### EXERCISE AIM
Work through the lines below and count those holding "fence"; reply with the number only.

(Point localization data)

*** Begin section ***

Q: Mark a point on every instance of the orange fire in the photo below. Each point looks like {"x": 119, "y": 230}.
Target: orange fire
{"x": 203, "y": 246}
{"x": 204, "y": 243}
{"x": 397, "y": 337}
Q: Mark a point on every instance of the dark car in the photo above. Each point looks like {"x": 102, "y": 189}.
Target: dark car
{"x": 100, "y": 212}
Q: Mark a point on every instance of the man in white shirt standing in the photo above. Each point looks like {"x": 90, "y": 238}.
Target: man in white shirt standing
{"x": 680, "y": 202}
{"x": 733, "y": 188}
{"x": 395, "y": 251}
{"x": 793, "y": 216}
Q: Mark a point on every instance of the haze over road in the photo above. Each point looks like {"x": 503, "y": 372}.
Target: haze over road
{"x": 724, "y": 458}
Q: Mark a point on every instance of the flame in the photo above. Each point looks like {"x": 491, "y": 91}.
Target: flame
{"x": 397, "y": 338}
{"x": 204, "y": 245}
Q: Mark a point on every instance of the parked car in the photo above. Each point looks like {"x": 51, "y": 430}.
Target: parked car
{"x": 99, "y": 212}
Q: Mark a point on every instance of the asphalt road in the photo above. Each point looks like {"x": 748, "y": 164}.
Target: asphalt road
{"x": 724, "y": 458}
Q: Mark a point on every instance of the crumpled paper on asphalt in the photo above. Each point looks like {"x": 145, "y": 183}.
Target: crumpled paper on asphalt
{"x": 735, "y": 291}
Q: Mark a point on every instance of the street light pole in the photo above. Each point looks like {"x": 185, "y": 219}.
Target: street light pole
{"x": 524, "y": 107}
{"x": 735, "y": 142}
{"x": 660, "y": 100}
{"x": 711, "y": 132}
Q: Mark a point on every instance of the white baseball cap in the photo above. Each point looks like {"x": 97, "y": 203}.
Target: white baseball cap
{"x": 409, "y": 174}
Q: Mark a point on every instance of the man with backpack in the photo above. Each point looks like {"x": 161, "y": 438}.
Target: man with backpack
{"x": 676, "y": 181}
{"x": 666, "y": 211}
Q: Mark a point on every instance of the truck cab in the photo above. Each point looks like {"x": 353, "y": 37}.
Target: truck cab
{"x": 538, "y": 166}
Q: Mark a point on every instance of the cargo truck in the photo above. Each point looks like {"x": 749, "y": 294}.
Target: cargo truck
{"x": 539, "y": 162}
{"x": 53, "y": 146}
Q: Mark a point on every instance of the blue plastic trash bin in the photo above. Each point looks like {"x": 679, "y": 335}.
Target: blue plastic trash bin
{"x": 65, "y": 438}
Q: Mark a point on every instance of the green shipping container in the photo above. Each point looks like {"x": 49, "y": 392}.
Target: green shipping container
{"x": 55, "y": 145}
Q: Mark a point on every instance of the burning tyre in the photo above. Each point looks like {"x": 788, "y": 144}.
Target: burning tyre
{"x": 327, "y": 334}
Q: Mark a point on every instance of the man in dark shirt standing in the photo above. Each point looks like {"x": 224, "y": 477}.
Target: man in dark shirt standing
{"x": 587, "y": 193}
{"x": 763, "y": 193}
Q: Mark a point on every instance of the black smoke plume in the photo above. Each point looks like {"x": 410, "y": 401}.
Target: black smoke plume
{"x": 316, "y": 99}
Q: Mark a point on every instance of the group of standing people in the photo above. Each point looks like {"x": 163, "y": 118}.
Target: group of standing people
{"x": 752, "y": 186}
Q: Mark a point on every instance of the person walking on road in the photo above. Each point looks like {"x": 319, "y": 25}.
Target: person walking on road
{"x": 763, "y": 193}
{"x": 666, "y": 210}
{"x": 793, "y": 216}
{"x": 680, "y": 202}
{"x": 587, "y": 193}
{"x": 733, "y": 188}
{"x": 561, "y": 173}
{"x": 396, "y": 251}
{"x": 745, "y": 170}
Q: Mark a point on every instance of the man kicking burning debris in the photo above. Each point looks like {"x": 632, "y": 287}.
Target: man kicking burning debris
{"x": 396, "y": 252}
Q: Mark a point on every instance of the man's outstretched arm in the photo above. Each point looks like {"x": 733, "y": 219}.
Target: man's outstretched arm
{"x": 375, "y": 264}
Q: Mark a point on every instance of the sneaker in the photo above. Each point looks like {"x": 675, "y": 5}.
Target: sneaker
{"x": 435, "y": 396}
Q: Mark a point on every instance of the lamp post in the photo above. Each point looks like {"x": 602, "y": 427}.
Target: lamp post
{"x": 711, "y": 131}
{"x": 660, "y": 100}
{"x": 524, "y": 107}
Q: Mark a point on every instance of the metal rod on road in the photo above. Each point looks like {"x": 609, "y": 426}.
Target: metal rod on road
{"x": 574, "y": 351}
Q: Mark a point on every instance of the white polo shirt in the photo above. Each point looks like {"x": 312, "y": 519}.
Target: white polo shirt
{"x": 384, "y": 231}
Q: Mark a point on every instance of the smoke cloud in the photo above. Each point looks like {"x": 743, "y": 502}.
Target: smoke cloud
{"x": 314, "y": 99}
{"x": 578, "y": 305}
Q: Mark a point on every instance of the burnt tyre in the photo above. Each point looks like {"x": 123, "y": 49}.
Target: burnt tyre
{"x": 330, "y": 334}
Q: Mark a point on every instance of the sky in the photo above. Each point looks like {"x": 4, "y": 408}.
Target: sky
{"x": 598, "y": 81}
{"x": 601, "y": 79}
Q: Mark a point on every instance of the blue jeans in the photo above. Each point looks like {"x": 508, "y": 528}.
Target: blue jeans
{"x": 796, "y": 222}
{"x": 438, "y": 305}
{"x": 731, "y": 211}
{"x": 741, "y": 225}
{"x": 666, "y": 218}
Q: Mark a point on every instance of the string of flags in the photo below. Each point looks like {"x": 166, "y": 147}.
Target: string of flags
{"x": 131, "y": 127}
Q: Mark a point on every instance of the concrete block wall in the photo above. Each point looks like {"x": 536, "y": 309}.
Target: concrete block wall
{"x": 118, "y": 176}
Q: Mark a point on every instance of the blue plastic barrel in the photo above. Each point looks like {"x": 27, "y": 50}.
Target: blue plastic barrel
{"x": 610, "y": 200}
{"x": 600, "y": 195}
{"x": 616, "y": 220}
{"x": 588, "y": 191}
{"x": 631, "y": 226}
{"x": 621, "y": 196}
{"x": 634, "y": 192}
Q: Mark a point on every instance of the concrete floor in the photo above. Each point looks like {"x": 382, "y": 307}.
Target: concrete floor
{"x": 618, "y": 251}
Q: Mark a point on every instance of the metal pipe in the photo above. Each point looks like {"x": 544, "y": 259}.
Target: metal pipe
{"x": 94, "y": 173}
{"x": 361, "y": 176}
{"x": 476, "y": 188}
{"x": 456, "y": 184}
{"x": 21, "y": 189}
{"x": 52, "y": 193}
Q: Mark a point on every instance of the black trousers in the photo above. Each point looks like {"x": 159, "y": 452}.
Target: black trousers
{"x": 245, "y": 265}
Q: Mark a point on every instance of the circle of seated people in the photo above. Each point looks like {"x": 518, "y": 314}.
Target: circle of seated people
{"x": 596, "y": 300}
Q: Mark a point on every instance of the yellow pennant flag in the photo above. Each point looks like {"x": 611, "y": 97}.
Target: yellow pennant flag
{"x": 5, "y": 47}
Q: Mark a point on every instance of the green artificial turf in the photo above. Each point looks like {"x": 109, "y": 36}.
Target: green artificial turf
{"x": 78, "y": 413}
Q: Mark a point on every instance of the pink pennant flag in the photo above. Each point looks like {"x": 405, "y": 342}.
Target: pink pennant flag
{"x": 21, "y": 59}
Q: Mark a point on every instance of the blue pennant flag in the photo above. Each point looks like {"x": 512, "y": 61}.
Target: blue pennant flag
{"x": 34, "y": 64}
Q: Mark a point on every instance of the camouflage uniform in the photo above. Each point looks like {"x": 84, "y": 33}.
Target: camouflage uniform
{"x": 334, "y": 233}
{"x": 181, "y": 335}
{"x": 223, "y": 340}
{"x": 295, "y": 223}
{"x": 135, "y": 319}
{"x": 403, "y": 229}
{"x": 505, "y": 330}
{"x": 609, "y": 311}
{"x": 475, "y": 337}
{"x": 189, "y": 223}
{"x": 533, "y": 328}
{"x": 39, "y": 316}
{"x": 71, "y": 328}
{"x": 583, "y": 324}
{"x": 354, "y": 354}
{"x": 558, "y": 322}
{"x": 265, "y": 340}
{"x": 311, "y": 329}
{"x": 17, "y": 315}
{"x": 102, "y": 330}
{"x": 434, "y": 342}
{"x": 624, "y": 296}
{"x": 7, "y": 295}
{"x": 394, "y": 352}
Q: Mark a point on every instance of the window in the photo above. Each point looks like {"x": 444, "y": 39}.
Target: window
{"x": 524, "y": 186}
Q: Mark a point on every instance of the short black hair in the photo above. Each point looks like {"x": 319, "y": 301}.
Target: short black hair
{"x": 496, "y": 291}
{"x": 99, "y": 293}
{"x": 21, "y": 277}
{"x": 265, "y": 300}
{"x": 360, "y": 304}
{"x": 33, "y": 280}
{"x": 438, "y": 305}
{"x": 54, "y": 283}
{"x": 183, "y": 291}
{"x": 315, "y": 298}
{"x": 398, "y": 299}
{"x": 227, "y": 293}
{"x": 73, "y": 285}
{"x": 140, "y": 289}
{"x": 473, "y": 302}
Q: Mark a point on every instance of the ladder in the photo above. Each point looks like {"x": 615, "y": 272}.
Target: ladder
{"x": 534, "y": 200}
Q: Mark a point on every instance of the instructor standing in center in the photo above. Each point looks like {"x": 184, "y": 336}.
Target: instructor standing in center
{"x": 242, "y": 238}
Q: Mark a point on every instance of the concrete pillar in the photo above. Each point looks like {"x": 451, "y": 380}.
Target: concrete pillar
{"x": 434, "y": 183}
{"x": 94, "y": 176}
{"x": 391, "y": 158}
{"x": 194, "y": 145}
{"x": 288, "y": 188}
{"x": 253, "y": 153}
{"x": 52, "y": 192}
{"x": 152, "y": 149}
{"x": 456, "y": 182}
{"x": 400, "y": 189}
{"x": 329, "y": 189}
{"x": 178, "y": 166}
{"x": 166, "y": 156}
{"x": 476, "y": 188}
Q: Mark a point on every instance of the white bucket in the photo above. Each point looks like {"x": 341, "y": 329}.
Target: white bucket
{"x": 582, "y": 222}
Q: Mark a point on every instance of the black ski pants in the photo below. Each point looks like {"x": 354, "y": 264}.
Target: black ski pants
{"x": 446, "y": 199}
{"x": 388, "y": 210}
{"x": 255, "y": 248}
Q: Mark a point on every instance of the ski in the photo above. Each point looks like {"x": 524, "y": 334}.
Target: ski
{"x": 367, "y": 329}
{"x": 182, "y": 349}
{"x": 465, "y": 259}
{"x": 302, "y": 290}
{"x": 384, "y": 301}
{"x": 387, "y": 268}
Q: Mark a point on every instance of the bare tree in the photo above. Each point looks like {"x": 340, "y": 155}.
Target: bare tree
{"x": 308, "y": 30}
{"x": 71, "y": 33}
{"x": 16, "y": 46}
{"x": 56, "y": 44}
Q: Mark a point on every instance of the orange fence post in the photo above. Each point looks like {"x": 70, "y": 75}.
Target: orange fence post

*** End section ***

### RESULT
2